● **OBJECTIVE**
Could you rewrite the lines of the listing below, from the line holding "Question. For every instance of the raven's wing" through the end of the listing, inclusive, with the requests kept as they are? Multiply every coordinate in the answers by 0.65 and round each result to a whole number, rounding halves up.

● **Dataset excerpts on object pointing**
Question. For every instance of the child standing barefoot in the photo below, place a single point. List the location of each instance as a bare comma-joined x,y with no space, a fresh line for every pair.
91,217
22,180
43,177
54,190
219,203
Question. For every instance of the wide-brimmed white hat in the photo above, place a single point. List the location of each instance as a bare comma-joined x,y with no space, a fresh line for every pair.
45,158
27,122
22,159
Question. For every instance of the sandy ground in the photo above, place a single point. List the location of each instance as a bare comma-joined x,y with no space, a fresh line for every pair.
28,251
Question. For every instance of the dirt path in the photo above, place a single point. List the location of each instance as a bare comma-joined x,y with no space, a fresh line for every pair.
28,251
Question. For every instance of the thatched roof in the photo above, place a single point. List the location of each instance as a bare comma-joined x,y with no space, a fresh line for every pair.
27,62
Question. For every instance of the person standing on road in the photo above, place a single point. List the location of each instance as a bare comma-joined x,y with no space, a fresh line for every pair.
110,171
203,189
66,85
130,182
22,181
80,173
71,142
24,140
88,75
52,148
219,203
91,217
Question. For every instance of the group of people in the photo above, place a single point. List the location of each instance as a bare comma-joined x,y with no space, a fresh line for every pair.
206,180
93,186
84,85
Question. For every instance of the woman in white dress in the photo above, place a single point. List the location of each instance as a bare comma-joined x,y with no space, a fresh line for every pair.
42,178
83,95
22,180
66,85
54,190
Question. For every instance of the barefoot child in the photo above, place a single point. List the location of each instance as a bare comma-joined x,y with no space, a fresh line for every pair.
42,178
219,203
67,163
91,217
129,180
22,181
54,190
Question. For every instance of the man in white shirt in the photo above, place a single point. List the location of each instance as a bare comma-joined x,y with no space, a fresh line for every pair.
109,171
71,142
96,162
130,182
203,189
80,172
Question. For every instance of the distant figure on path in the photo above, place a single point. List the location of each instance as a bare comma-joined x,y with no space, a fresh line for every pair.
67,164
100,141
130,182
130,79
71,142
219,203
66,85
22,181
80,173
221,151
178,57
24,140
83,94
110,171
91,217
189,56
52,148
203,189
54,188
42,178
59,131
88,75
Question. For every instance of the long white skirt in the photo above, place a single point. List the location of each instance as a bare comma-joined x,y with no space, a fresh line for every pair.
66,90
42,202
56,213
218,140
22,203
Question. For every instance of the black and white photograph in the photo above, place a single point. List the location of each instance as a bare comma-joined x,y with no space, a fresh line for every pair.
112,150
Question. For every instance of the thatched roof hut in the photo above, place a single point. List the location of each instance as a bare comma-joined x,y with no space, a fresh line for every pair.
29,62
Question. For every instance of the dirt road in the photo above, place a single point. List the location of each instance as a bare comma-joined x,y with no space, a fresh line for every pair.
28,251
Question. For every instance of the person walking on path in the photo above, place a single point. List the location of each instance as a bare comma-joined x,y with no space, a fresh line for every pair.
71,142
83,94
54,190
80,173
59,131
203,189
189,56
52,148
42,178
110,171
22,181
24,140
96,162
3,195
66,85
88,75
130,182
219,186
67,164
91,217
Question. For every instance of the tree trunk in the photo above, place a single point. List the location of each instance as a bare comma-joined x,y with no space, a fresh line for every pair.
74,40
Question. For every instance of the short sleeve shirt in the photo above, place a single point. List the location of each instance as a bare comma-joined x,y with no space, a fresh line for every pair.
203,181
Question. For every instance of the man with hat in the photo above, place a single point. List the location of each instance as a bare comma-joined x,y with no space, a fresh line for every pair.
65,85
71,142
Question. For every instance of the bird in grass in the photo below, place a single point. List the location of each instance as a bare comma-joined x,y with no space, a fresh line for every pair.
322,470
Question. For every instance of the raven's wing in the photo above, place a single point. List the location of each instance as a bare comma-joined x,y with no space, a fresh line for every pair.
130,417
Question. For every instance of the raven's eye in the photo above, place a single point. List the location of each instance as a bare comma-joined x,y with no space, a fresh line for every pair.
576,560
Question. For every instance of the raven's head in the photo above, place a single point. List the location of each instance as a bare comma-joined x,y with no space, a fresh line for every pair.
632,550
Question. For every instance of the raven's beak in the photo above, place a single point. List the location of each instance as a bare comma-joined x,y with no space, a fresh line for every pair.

● **SOLUTION**
Question. For every instance of the raven's wing in the photo above, place a single point. List the location of each instance as a bare comma-joined x,y with no space, a fresh line for every pair.
85,271
Question. For every instance of the raven's eye in the photo above, place a single point. List the location of each instance as a bare comma-joined x,y with no space, a fresh line for every pair.
374,364
Question. For every instance of the raven's head in the photo above, place a single point. List the location of each instance as a bare comma-joined x,y with no space, a fresh line for every pair.
411,358
Question. For every instance of the raven's beak in the photo above, place a single point. List the location of each instance as a bare comma-joined x,y with no space, a fresh line for every pair.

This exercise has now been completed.